··· Provided data ···
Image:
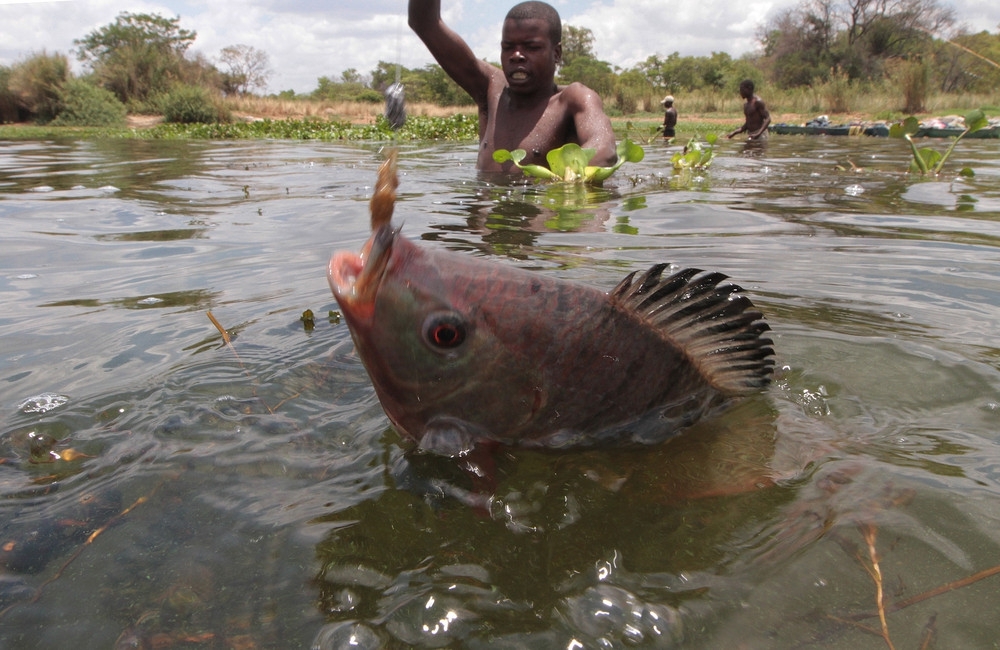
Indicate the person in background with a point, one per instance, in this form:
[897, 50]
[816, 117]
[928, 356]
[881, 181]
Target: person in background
[755, 112]
[669, 117]
[520, 105]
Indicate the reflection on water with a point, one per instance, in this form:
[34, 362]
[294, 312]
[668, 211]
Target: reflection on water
[159, 488]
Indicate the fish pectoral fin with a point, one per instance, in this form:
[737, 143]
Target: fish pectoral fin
[448, 436]
[717, 327]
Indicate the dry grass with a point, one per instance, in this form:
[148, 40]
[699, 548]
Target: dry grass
[353, 112]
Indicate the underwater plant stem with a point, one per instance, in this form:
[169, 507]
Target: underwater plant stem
[916, 155]
[937, 169]
[869, 532]
[950, 586]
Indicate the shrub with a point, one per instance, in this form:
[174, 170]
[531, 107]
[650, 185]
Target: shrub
[37, 83]
[84, 104]
[191, 105]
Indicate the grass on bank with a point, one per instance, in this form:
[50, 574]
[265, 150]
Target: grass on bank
[700, 112]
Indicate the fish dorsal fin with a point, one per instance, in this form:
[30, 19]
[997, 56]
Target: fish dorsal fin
[717, 326]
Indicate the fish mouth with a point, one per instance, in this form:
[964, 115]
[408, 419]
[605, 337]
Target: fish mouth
[355, 278]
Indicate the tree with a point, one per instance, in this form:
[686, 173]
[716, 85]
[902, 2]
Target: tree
[37, 84]
[247, 68]
[137, 56]
[577, 42]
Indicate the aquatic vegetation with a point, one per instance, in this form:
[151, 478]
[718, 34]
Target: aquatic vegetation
[456, 127]
[570, 162]
[930, 161]
[696, 155]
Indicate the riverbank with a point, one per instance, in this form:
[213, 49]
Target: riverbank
[354, 121]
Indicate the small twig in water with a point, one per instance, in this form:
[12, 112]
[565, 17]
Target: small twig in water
[869, 533]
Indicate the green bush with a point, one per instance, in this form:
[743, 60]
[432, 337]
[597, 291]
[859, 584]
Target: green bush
[191, 105]
[84, 104]
[37, 83]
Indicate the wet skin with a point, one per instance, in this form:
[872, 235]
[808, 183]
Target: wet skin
[520, 106]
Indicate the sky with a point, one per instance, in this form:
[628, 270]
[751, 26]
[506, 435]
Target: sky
[307, 39]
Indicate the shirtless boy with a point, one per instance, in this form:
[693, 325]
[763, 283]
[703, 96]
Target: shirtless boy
[520, 105]
[755, 112]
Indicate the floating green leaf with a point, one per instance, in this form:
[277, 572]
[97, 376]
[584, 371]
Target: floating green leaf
[927, 160]
[569, 162]
[695, 155]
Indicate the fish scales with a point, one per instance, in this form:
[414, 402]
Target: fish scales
[461, 349]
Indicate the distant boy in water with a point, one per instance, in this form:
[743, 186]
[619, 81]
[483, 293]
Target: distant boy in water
[755, 112]
[520, 105]
[669, 116]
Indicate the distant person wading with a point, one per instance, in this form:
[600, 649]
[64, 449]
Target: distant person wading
[669, 116]
[520, 105]
[755, 112]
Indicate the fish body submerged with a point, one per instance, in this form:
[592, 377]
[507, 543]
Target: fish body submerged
[462, 350]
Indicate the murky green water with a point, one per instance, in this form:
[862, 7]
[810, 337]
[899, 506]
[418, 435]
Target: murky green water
[159, 489]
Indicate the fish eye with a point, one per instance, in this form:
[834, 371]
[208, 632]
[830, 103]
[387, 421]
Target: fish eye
[444, 330]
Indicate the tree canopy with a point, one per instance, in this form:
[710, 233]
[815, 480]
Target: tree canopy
[138, 55]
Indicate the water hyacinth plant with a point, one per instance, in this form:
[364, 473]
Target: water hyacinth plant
[930, 161]
[695, 155]
[569, 162]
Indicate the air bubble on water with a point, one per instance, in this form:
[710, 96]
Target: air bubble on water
[347, 634]
[42, 403]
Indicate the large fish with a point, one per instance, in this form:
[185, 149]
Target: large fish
[462, 350]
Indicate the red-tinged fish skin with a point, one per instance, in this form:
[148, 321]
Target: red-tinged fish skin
[534, 360]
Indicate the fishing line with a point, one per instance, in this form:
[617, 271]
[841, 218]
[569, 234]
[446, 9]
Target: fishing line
[395, 101]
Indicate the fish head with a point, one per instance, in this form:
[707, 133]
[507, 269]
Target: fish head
[436, 366]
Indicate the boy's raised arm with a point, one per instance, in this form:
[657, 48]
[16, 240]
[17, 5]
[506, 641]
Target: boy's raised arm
[451, 52]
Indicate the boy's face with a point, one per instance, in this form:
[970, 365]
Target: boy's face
[528, 56]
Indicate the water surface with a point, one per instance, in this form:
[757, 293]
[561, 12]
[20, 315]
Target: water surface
[159, 488]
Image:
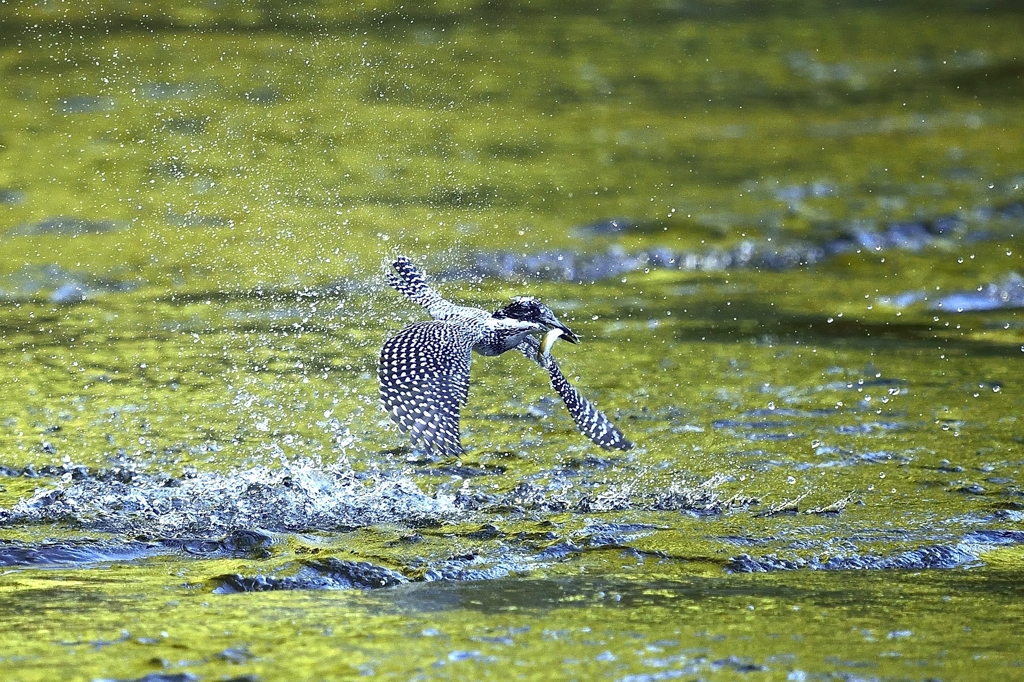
···
_Task brief:_ Please reproduce every item above verbatim, leaving out the pictures.

_Answer for this exercise:_
Image:
Indicate the person in background with a point, one per instance, in this form:
[897, 50]
[816, 117]
[928, 356]
[881, 181]
Target: person in background
[755, 112]
[669, 117]
[520, 105]
Indicate the reflection on water with a point, one per instance, in this form:
[34, 362]
[294, 312]
[668, 211]
Target: reflection on water
[159, 488]
Indicate the fish pectoral fin with a point, one per instance, in this form:
[737, 143]
Target: fish pectoral fin
[448, 436]
[717, 327]
Indicate the dry grass with a point, one per instance, in this form:
[148, 40]
[699, 548]
Target: dry grass
[353, 112]
Indicate the underwater plant stem with a point, one per instance, in this form:
[169, 507]
Target: underwater plant stem
[916, 155]
[937, 169]
[869, 532]
[950, 586]
Indicate the shrub with a point, one per instance, in this form:
[174, 170]
[531, 107]
[650, 185]
Target: shrub
[37, 83]
[84, 104]
[191, 105]
Indicate the grass on bank with a point, one per instance, in this form:
[50, 574]
[265, 150]
Target: grass on bank
[700, 112]
Indicate the fish dorsal fin with a point, one per instance, in this form:
[30, 19]
[997, 56]
Target: fish dorsal fin
[717, 326]
Indicate the fish mouth with a point, one per instance, in this form:
[964, 115]
[408, 419]
[605, 337]
Target: fish mouth
[355, 278]
Indicate the tree with a point, one per instance, in this form:
[686, 173]
[716, 85]
[902, 2]
Target: tree
[37, 84]
[247, 68]
[137, 56]
[577, 42]
Indicate the aquatic vegetation with a point, one per instance, in this form:
[151, 478]
[718, 34]
Target: aquatic vegetation
[456, 127]
[570, 162]
[930, 161]
[696, 155]
Indicate the riverbank with a point, one per instance, in this form:
[213, 49]
Target: riverbank
[354, 121]
Indicate the small twig in water with a point, one per instance, in this form:
[12, 112]
[565, 17]
Target: small twig in water
[869, 533]
Indicate the green bush with a point, one per instance, in this form:
[743, 60]
[432, 337]
[597, 291]
[859, 584]
Target: green bush
[191, 105]
[84, 104]
[37, 83]
Indicate the wet skin with a point, one per instance, in this form:
[872, 235]
[808, 183]
Target: wet skin
[520, 106]
Indicate the sky with a point, one per instance, in this form:
[628, 270]
[751, 26]
[506, 435]
Target: sky
[307, 39]
Indicate the shirtless boy with a point, one per instance, in this form:
[693, 325]
[763, 283]
[703, 96]
Target: shirtless boy
[520, 105]
[755, 112]
Indicate the floating green leaf with a point, one per instance, in this form:
[277, 572]
[97, 376]
[584, 371]
Target: floating green leaf
[927, 160]
[569, 162]
[695, 155]
Indicate the fish scales with a point, one per instance, in this form:
[414, 402]
Target: fish scales
[461, 349]
Indicate the distant boy in water with a point, one per instance, in this form:
[743, 186]
[619, 81]
[483, 293]
Target: distant boy in water
[755, 112]
[520, 105]
[669, 116]
Indicate the distant person wading with a point, one per instance, in this form:
[600, 649]
[64, 449]
Target: distant person wading
[669, 116]
[520, 105]
[755, 112]
Indicate the fish body submerged with a point, one per instance, in this form:
[592, 377]
[507, 543]
Target: fish body submerged
[462, 350]
Indicate the murky green water with a point, one per instance, in this form:
[862, 7]
[810, 337]
[899, 506]
[418, 435]
Target: murky green water
[159, 489]
Indicate the fish eye with a point, one per instance, in this form:
[834, 371]
[208, 632]
[830, 103]
[387, 421]
Target: fish eye
[444, 330]
Indicate the tree canopy with a point, one per instance, in this form:
[710, 233]
[815, 480]
Target: tree canopy
[138, 55]
Indicate the water hyacinth plant with a point, one per instance, in this form:
[364, 473]
Target: water hyacinth plant
[930, 161]
[695, 155]
[569, 162]
Indicate the air bubble on water with a point, one per instance, in this form:
[710, 96]
Target: air bubble on water
[347, 634]
[42, 403]
Indicate the large fish with a point, one per instance, in this form:
[185, 149]
Target: large fish
[462, 350]
Indicate the red-tinged fish skin with a point, one per instance, in this form:
[148, 321]
Target: red-tinged fish skin
[534, 360]
Indicate the fishing line with a point, one per instance, in this form:
[617, 271]
[841, 218]
[569, 234]
[446, 9]
Target: fishing line
[395, 101]
Indicate the fish head with a point, one per instance, in this form:
[707, 133]
[507, 269]
Target: fish head
[436, 366]
Indicate the boy's raised arm with a point, one per instance, in this form:
[657, 48]
[16, 240]
[17, 5]
[506, 641]
Target: boy's raised arm
[451, 52]
Indicate the boy's face with a point, one per instance, in this form:
[970, 365]
Target: boy's face
[528, 56]
Indicate the water surface with a point, one per instance, in this form:
[757, 293]
[561, 12]
[20, 315]
Target: water surface
[159, 488]
Image:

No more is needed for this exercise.